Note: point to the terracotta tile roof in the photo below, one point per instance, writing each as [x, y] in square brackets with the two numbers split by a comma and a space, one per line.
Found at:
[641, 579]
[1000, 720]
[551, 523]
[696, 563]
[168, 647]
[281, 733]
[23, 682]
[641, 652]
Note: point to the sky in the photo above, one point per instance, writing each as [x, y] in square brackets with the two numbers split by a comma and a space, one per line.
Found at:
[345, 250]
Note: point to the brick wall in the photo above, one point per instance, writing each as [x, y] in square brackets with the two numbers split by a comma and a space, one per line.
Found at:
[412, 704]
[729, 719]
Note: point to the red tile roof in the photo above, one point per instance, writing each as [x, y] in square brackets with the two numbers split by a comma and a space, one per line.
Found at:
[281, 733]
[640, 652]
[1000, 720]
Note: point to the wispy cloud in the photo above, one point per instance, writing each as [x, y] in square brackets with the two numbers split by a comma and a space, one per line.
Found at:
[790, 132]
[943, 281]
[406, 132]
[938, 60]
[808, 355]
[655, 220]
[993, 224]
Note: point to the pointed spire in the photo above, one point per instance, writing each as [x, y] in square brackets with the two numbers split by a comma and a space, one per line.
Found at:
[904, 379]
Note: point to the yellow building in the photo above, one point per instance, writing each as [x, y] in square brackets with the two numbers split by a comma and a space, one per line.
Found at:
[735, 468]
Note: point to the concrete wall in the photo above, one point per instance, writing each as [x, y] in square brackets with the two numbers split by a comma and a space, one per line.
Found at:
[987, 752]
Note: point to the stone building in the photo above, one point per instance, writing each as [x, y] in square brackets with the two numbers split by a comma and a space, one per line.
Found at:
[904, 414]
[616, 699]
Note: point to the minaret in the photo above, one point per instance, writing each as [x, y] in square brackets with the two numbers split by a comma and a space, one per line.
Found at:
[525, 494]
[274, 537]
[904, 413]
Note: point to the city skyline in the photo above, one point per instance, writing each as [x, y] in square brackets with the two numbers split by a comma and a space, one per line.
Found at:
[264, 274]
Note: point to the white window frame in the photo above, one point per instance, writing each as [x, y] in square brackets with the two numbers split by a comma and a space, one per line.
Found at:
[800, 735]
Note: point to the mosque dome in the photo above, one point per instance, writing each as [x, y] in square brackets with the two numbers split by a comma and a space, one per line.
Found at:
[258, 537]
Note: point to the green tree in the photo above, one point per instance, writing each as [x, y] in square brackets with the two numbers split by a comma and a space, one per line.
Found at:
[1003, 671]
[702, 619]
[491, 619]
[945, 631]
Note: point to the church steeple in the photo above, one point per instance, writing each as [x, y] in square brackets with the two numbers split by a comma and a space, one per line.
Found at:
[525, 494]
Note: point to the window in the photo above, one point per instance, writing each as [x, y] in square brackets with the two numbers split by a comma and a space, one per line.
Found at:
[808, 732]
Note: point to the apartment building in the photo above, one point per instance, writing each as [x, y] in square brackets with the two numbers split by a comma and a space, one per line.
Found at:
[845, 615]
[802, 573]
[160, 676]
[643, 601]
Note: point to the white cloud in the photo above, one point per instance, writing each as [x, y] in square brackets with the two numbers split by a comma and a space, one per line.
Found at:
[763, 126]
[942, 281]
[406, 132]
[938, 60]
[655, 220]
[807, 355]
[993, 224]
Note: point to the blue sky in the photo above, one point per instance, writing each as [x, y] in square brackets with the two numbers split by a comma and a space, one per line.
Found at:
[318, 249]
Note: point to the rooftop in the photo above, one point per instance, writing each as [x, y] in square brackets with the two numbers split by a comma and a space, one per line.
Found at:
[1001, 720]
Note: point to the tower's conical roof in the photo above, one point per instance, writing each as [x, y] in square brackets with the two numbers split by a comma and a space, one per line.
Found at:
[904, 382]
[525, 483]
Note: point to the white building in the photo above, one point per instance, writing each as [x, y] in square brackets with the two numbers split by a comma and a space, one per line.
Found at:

» Brief
Each line above that includes the word "wall" is to be copied.

» Answer box
Note: point to the brick wall in the photo above, one point per instance, writing each as [x, y] in square brackets with the two numbers split by a comma and a space, one per line.
Note: point to the concrete wall in the photo above, one point per instance, writing each as [x, y] in square brackets with the two numbers split by a comma and a space, one per line.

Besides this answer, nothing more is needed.